**To be done**. Pull out every line of the records that contains the string "appear", and copy each one in full.

**Supplied entries**.
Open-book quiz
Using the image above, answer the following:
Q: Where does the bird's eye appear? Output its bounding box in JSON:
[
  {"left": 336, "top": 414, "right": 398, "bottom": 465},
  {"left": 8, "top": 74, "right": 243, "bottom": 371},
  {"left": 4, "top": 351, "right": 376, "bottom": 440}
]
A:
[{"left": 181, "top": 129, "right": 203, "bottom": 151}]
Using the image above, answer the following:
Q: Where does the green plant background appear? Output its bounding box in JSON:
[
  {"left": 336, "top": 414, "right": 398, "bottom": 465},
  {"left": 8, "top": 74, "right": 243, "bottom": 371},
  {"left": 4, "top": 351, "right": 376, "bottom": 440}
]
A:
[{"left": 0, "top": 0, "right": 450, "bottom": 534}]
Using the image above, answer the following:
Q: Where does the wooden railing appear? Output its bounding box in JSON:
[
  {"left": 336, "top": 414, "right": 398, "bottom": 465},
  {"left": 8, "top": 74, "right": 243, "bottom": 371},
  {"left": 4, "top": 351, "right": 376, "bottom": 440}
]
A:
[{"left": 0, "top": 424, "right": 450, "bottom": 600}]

**Expected answer**.
Q: Where does the bird's eye appear? Output its bounding box in JSON:
Q: Where does the green plant background appear? Output its bounding box in JSON:
Q: Where does the wooden railing appear? Output its bounding box in JSON:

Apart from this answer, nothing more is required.